# Directions for this task:
Whatever the records say, repeat them exactly as given.

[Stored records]
━━━━━━━━━━━━━━━━

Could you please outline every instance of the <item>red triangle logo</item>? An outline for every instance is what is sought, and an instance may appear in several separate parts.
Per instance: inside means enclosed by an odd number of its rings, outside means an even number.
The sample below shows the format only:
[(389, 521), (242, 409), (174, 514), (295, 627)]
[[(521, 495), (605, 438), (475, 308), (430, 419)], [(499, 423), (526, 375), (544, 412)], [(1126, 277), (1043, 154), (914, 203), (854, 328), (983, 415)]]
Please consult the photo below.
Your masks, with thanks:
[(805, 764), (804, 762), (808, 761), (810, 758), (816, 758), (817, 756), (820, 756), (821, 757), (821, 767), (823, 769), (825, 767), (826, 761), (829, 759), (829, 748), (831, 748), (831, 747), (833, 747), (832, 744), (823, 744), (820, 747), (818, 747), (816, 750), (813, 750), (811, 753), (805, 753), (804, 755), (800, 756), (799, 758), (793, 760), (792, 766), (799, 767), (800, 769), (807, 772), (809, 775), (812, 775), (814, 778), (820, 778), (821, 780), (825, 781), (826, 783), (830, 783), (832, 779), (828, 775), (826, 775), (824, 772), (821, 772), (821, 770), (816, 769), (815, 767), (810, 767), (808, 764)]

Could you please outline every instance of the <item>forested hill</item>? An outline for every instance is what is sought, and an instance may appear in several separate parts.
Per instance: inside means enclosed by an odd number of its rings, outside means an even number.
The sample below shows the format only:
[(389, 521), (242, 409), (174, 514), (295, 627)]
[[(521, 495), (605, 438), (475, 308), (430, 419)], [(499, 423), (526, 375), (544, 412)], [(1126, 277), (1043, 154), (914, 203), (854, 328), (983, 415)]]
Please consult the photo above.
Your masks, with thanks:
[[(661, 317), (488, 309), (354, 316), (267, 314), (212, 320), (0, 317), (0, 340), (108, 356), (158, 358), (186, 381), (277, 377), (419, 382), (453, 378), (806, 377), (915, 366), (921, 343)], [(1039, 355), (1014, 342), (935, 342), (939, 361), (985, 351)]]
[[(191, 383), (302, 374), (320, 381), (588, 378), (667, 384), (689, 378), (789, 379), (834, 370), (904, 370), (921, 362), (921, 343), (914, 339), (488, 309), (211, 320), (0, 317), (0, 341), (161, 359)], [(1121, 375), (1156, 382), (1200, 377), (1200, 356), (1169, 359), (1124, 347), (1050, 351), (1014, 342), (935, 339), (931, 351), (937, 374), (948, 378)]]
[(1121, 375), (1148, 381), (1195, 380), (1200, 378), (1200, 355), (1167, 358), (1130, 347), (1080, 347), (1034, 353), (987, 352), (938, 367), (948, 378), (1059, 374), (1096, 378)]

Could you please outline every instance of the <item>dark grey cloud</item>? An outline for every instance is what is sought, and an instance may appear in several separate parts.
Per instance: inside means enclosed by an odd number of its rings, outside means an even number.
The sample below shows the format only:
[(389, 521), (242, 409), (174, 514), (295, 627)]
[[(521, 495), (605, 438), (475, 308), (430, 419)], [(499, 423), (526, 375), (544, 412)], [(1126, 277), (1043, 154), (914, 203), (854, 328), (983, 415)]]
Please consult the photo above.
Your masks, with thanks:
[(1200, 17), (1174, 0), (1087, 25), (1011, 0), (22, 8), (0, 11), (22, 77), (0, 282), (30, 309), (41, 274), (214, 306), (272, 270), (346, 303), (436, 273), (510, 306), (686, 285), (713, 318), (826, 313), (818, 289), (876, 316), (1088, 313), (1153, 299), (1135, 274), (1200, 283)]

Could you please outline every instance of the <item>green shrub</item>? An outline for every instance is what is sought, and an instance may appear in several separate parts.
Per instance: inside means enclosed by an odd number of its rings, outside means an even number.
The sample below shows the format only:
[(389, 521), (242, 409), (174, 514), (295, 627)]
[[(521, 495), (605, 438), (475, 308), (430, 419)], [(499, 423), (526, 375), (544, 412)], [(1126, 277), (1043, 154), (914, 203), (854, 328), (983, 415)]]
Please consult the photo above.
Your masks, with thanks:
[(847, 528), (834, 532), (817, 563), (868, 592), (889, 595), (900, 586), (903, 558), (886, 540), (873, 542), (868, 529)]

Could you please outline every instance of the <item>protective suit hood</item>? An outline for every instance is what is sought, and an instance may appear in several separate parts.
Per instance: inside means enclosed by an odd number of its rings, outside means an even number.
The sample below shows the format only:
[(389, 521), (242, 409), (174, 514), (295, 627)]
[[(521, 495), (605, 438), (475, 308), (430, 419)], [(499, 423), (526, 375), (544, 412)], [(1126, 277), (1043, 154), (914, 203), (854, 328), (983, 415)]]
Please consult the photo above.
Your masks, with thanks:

━━━━━━━━━━━━━━━━

# Exercise result:
Could you please outline every instance of the <item>red triangle logo</item>? An outline for every instance is what is sought, and an instance may appear in several separate parts.
Per instance: inside means enclosed by an odd number of its rings, outside means an even number.
The sample below shows the format only:
[(389, 521), (242, 409), (174, 514), (295, 627)]
[[(521, 495), (605, 438), (475, 308), (430, 419)], [(499, 423), (526, 375), (544, 412)], [(1126, 277), (1043, 154), (914, 203), (854, 328), (983, 415)]]
Please consult the photo below.
Your masks, with thanks:
[(805, 764), (804, 762), (808, 761), (810, 758), (816, 758), (817, 756), (820, 756), (821, 757), (821, 767), (823, 769), (825, 767), (826, 761), (829, 759), (829, 748), (831, 748), (831, 747), (833, 747), (832, 744), (823, 744), (820, 747), (818, 747), (816, 750), (813, 750), (811, 753), (805, 753), (804, 755), (800, 756), (799, 758), (793, 760), (792, 766), (799, 767), (800, 769), (807, 772), (809, 775), (812, 775), (814, 778), (820, 778), (821, 780), (825, 781), (826, 783), (830, 783), (832, 779), (828, 775), (826, 775), (824, 772), (821, 772), (821, 770), (816, 769), (815, 767), (810, 767), (808, 764)]

Could you please outline every instance of the <item>forested hill</item>? An outline for every instance is what is sought, and an instance may appear in several separate parts.
Per instance: inside means enclosed by an odd number of its rings, outside means an even number.
The sample below shows the format only:
[(389, 521), (242, 409), (174, 514), (295, 627)]
[[(521, 495), (605, 438), (475, 308), (430, 419)], [(499, 423), (526, 375), (544, 412)], [(1126, 277), (1043, 154), (914, 203), (854, 328), (983, 415)]]
Please consult the photo above.
Your masks, with thanks:
[[(661, 317), (488, 309), (354, 316), (267, 314), (212, 320), (0, 317), (0, 340), (108, 356), (158, 358), (186, 381), (277, 377), (419, 382), (453, 378), (806, 377), (915, 366), (921, 343)], [(1039, 355), (1014, 342), (935, 342), (939, 361), (985, 351)]]
[[(191, 383), (302, 374), (320, 381), (588, 378), (667, 384), (689, 378), (789, 379), (834, 370), (904, 370), (921, 362), (921, 343), (914, 339), (488, 309), (211, 320), (0, 317), (0, 341), (161, 359)], [(1121, 375), (1156, 382), (1200, 377), (1200, 356), (1169, 359), (1124, 347), (1050, 351), (1014, 342), (935, 339), (931, 351), (937, 374), (948, 378)]]
[(1121, 375), (1148, 381), (1195, 380), (1200, 378), (1200, 355), (1167, 358), (1130, 347), (1080, 347), (1034, 353), (987, 352), (938, 367), (948, 378), (1059, 374), (1096, 378)]

Could you please outline every instance of the <item>dark grey cloud</item>? An outline for every instance is what is sought, and an instance may appear in several separate parts.
Per instance: inside means enclosed by an odd number of its rings, outside means an even number.
The sample below shows the format only:
[(389, 521), (242, 409), (174, 514), (295, 627)]
[[(521, 495), (605, 438), (475, 308), (430, 419)], [(499, 423), (526, 375), (544, 412)], [(1126, 277), (1043, 154), (914, 203), (854, 328), (983, 415)]]
Please consult the photo above.
Your masks, with thanks:
[(1200, 17), (1174, 0), (1087, 25), (1011, 0), (22, 8), (0, 11), (22, 77), (0, 282), (30, 309), (41, 274), (214, 306), (272, 270), (346, 303), (436, 273), (510, 306), (686, 285), (713, 318), (826, 313), (818, 289), (876, 316), (1088, 313), (1153, 299), (1135, 274), (1200, 283)]

Could you please outline every instance of the <item>green shrub</item>? An outline for every instance is what is sought, and an instance may appear in several separate parts.
Per instance: inside means enclosed by an odd number of its rings, outside means an even number.
The sample below shows the format only:
[(389, 521), (242, 409), (174, 514), (295, 627)]
[[(521, 495), (605, 438), (475, 308), (430, 419)], [(499, 423), (526, 375), (544, 412)], [(1126, 277), (1043, 154), (914, 203), (854, 328), (983, 415)]]
Please consult the photo above.
Your masks, with thanks:
[(847, 528), (834, 532), (817, 563), (868, 592), (889, 595), (900, 586), (903, 558), (886, 540), (873, 542), (868, 529)]

Could you please outline every instance of the <item>protective suit hood</item>? An outline for every instance is what is sought, and an instance may appear in several separate parts.
Per instance: inside means enclosed by an odd number of its rings, outside means an even number.
The sample below shows the format only:
[(389, 521), (242, 409), (174, 514), (295, 627)]
[[(521, 495), (605, 438), (475, 308), (430, 419)], [(499, 423), (526, 375), (544, 412)], [(1126, 277), (1043, 154), (914, 203), (854, 328), (983, 415)]]
Please consult the photo above.
Your masks, with thanks:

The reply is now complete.